[Input data]

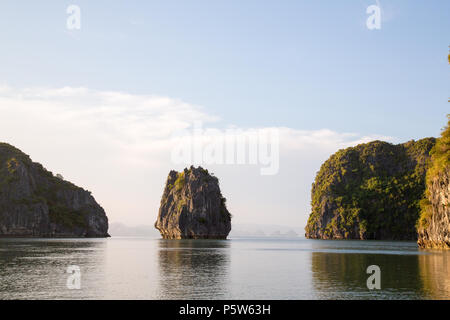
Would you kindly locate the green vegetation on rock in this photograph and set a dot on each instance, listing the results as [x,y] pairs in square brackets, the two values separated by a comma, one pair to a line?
[440,162]
[371,191]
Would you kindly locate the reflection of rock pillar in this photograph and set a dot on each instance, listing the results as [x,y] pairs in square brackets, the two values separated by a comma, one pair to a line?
[194,269]
[435,274]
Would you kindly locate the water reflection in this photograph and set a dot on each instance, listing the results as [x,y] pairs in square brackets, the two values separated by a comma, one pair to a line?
[193,269]
[36,269]
[435,274]
[343,275]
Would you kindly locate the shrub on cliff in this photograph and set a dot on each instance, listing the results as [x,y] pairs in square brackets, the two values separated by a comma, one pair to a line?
[371,191]
[440,161]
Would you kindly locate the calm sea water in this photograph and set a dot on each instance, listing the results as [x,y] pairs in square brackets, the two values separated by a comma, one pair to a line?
[143,268]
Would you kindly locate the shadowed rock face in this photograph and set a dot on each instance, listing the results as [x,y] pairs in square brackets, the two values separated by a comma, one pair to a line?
[192,207]
[34,203]
[437,233]
[434,223]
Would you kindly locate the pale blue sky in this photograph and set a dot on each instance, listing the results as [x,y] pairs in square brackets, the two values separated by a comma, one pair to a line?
[310,68]
[301,64]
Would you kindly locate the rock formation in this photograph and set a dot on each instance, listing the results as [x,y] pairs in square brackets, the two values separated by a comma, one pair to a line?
[192,207]
[35,203]
[434,224]
[371,191]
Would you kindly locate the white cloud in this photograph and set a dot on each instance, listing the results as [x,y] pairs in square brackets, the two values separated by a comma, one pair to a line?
[118,146]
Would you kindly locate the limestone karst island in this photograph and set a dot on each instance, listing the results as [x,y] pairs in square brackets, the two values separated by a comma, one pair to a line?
[192,207]
[35,203]
[383,191]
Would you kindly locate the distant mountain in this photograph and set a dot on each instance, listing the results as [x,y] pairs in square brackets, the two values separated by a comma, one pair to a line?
[244,230]
[260,230]
[122,230]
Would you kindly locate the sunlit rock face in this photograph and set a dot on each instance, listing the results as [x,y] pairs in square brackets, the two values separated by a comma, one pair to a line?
[192,207]
[35,203]
[436,230]
[370,191]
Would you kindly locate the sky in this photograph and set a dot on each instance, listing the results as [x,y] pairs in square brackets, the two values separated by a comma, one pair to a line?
[100,104]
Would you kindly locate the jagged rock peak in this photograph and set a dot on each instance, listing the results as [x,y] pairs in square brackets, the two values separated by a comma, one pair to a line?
[192,207]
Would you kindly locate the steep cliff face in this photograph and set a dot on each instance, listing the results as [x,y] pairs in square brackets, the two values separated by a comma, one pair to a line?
[434,224]
[435,231]
[34,203]
[192,207]
[371,191]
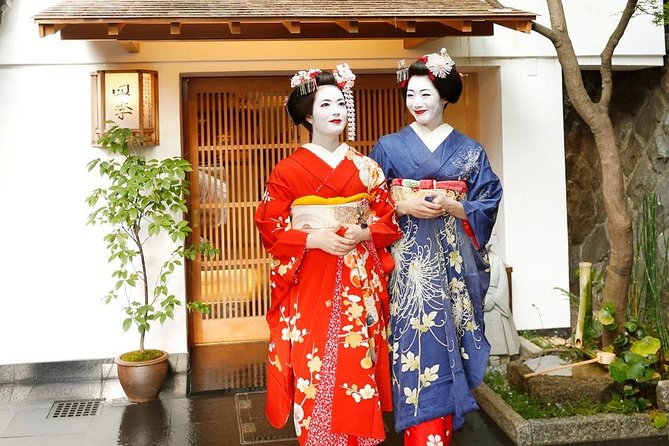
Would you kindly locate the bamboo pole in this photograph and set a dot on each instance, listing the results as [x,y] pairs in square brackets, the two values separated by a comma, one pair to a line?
[585,302]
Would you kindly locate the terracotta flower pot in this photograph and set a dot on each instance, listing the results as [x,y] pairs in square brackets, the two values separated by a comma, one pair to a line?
[142,381]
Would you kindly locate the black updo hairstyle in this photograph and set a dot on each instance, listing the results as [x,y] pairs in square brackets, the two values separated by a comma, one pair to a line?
[300,106]
[449,87]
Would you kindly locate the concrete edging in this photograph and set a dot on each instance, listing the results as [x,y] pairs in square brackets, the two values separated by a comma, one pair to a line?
[567,430]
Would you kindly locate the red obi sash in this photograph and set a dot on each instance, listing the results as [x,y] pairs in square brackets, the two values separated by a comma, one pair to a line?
[406,189]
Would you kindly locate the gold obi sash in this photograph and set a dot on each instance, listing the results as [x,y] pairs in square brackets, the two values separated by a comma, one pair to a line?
[406,189]
[312,213]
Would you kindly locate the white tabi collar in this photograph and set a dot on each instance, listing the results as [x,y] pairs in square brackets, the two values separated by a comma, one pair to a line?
[333,158]
[432,138]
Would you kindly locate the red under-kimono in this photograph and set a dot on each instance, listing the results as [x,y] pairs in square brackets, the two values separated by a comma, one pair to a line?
[328,352]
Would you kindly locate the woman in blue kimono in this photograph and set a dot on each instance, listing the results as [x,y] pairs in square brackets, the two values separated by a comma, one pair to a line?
[447,198]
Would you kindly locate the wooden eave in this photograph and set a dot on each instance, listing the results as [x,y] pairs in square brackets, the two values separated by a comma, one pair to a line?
[132,20]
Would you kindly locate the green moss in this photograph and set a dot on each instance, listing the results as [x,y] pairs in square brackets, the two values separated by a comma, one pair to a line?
[139,356]
[536,339]
[530,408]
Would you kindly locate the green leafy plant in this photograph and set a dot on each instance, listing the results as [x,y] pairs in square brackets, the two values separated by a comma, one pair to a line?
[649,289]
[141,202]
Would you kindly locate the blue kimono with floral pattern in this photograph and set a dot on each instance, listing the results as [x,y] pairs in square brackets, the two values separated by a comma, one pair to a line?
[439,351]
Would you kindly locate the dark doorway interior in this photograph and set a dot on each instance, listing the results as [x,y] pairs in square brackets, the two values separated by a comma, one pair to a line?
[221,368]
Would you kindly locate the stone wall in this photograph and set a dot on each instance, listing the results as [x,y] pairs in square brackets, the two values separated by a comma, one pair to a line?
[640,114]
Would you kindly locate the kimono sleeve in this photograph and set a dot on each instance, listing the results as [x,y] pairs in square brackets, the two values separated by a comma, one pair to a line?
[384,227]
[483,197]
[284,244]
[378,154]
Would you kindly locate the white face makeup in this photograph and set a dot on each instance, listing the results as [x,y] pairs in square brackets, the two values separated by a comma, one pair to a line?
[329,113]
[424,103]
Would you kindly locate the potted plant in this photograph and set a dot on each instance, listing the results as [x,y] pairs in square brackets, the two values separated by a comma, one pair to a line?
[140,203]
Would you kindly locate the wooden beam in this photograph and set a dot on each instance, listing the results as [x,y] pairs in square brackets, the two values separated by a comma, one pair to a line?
[49,29]
[464,26]
[235,27]
[130,46]
[350,26]
[114,29]
[524,26]
[415,42]
[293,27]
[408,26]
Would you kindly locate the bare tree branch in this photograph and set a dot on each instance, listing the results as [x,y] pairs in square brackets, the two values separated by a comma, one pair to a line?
[607,54]
[567,56]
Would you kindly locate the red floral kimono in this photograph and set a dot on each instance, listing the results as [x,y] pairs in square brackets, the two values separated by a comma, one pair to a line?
[328,352]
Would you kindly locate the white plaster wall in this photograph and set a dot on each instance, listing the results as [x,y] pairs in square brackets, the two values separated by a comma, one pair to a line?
[53,269]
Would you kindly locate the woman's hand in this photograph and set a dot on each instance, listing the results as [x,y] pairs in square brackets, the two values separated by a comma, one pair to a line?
[451,206]
[420,208]
[357,233]
[329,241]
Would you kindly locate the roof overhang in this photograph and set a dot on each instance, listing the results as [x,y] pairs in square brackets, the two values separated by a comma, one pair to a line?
[135,20]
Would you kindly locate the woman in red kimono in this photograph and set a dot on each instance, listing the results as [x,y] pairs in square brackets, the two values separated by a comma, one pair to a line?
[326,219]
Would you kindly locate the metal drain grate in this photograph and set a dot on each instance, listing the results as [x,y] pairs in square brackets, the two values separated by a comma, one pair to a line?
[253,426]
[76,408]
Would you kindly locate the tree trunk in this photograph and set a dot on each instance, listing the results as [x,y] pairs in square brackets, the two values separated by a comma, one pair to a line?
[596,116]
[619,224]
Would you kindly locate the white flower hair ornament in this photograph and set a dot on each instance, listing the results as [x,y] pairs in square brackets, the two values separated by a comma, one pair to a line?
[305,80]
[345,80]
[439,65]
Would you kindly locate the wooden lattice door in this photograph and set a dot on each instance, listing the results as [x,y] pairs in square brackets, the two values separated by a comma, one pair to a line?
[236,131]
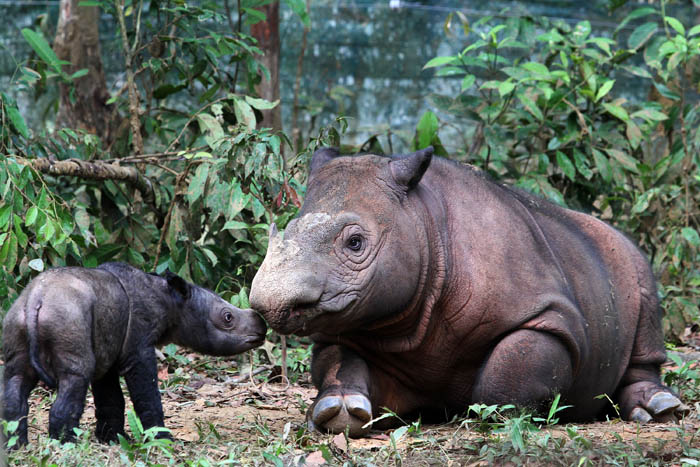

[Problem to work on]
Copy out the material from the line containing "Would you kindly locate the woman in red" through its final line, both included, and leave the pictures out of your copy.

[Output for this exercise]
Would you kindly locate the woman in red kimono in this photograph and set a dot on each instance, listing the results as [x,y] pairs in square brackets, the two values separated by a comma, one pair to a line?
[326,219]
Would you kindly locate the metal drain grate in this photograph and set a dot on each instance, listing the results as [x,y] pairs in square brackets, the two values separated by a comma, one pair to a line?
[253,426]
[76,408]
Would you kindly locate the tree trunk in this photograph and set a dot on each instance, listing the results as [x,y] pairs in square brackets, the two values separated by a comma, one pair to a line?
[596,116]
[619,224]
Would you kindly locate the white flower hair ornament in this photograph and set a dot on each instance, listing the results as [x,y] pairs in square brackets, the two values separated by a comma, one pair to a line?
[305,80]
[345,80]
[439,65]
Would you kindly locate the wooden lattice door in this photograph and set a dot on each instance, listing the results as [x,y] pairs in square brackets, the two values separated by a comma, one pair to a line?
[236,131]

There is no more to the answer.